I agree that a global rating scale number such as "7" alone provides little information to a student about performance. Descriptive feedback is definitely better at elucidating areas of strength and weakness. This type of feedback allows the student to internalize and re-assess their performance with opportunity to adapt to expectations and/or standards. I do however want to point out that global rating scales do provide a simple and extremely easy way to identify outliers with poor performance (or outstanding performance, but usually evaluators tend to rate everyone more favorable than not) where additional action, investigation or intervention is warranted. Thus, I tend to think that a system which utilizes both the descriptive and the numerical rating scale is best. Plus, if you are already taking the time to write the descriptive feedback, it will only take an extra 30 seconds to provide a rating number.

Jeanne said...

I agree that there are pros and cons to these forms. However, for competency assurance, there must be objective evidence for the individual. Besides our portfolio system, these types of ratings could provide a numerical rating for the individual that can be compared to others and can be tracked over time to become information for curriculum development and future planning programs also.

Anonymous said...

I agree that there are pros and cons to these forms. However, for competency assurance, there must be objective evidence for the individual. Besides our portfolio system, these types of ratings provide a numerical rating for the individual that can be compared to others.

Gretchen Lovett said...

Yes, specific comments, either delivered in a one-on-one feedback session, or via the GRF itself, enhance the learner's ability to use the feedback for improvement. At our medical school, we use GRFs to measure communication skills; the GRFs are completed by our Standardized Patients. We have 200 students going through a 12-station OSCE, so that's 2400 GRF's. That's a lot of information. I think that the information from these GRFs becomes more meaningful when there are a number of raters. In this case, if a student consistently is scroing much lower than his or her peers, (across several stations) then we can intervene with that student and provide targeted input, correction, remediation -- whatever you want to call it. Yet, the students say that they learn the most from the narative comments that the SP's put on each section of the form, noting what the student did well and what could be improved. I don't think that it's really a question of GRFs vs. narative feedback; we need both as they meet different aims - the former is more sumnative and the latter is more formative in nature.

Collin said...

I agree with the points being given, and offer 2 added points that come to mind with things like this:

1) Just like with Likert scales, things are given a numerical assessment and each number is exactly the same distance from the other, yet what these numbers mean is not uniform in distance. For example, the distance between what someone would rate a 5 and an 8 on these scales is much smaller than the difference between 1 and 4. In fact I don't even know if 1 exists! This renders the scale even more arbitrary than what is just personal point of view of what an 8 means, etc. This has direct implications on using the numbers in any way - for example averaging and comparing.

2) At an APDIM conference a couple of years ago, Eric Holmboe showed us all a video of a resident doing couseling, and asked us to give it a global rating. This group of educational "experts" game the resident anywhere from a 3 to a 10, which of course was the point. His solution was that each point on the rating meant something more than the traditional anchors used, and I agree. Now someone just needs to define all of those discreet competencies for everything residents and students do and we should be all set.

But of course, as one educator says often in these settings: "show me a great resident with a global rating of 3, and I'll stop using them".

* * * * * * * * *

Action item: Condense the discussion above into exactly three sentences.

Referring expression pointing data
* * * * * * * * *

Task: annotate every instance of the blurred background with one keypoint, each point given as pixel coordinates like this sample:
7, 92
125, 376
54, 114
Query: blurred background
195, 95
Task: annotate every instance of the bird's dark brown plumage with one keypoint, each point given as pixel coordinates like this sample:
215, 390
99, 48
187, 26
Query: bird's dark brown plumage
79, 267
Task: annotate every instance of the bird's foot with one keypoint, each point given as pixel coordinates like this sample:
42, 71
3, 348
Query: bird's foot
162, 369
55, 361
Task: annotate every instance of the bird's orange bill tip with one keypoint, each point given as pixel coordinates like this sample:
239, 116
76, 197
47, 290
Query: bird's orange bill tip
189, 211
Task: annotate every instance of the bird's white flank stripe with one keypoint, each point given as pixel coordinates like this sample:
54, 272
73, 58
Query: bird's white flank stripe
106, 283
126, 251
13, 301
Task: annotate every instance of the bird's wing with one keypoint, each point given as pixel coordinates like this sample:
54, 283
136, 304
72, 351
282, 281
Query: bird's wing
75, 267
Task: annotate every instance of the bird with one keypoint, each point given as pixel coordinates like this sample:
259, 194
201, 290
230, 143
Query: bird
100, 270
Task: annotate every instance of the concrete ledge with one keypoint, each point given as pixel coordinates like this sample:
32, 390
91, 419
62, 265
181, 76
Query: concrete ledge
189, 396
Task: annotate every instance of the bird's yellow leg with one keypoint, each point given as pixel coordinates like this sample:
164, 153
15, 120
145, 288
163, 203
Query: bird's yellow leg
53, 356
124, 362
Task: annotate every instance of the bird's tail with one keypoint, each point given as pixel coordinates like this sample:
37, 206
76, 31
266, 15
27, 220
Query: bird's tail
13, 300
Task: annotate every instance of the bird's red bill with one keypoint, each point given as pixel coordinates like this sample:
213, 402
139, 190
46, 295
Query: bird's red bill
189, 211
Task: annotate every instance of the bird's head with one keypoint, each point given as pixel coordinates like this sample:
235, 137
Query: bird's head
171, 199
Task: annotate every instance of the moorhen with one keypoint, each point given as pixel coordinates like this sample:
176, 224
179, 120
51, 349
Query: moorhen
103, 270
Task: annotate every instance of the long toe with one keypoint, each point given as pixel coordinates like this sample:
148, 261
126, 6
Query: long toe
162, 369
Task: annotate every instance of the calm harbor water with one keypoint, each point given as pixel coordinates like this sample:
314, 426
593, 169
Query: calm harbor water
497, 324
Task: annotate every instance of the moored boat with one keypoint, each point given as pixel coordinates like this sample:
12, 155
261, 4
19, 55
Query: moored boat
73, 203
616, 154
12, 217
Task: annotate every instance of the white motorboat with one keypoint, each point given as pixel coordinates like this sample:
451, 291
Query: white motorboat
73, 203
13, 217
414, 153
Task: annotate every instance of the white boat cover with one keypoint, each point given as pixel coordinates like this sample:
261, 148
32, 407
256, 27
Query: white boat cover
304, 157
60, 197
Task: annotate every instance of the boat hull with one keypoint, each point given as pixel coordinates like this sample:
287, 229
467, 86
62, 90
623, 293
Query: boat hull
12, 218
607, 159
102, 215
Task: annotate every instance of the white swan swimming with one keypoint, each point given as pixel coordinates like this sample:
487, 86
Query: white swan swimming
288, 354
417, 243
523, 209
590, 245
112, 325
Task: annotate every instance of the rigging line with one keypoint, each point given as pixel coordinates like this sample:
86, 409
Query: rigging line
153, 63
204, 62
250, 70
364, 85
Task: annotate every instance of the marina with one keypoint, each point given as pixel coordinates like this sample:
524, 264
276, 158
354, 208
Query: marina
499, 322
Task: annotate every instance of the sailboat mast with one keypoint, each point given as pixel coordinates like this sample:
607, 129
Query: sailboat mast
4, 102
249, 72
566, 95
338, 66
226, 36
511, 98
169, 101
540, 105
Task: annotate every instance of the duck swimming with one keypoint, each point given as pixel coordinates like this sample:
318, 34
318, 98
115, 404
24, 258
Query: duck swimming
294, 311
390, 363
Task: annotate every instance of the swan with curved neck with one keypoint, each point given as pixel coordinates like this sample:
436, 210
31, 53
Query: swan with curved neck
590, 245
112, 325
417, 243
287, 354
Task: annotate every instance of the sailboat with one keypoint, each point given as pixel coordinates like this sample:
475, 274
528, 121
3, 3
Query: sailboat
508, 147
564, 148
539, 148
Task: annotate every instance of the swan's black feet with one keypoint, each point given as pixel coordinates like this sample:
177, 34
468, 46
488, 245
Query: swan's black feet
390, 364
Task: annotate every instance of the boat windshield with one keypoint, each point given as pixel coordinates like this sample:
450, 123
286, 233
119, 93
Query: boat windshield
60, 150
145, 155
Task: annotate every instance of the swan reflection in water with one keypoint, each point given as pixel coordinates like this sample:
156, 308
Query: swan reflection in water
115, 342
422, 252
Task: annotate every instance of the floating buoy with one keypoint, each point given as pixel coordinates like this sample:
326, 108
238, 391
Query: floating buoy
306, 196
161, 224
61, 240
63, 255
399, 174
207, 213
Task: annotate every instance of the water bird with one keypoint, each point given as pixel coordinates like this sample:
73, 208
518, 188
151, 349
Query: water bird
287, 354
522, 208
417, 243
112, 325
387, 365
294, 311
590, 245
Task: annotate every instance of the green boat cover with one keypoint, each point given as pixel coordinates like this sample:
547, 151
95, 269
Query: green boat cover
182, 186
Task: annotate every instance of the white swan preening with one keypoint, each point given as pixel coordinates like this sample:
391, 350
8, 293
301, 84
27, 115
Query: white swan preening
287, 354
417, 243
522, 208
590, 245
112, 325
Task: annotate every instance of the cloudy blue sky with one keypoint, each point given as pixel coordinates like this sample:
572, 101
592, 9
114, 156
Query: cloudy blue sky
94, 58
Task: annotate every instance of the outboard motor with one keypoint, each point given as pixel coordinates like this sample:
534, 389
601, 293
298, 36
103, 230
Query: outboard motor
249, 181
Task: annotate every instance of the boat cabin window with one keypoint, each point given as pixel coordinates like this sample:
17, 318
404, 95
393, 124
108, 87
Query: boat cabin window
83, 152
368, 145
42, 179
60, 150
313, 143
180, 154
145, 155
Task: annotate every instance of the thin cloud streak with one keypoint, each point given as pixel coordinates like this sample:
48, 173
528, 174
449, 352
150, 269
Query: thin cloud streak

* * * * * * * * *

Answer to this problem: The discussion holds that a global rating number alone tells a student little and that descriptive feedback better reveals strengths and weaknesses, but it also notes that numerical ratings easily identify outliers, supply objective evidence for competency assurance, and can be compared across individuals and tracked over time. One participant describes a medical school where standardized patients complete GRFs across a 12-station OSCE and concludes that both forms are needed, since the ratings are more summative and the narrative comments more formative. Another warns that the points on such scales do not represent equal distances and that a group of educators rated the same resident's counseling video anywhere from 3 to 10, so each rating point should carry a more specific meaning than the traditional anchors provide.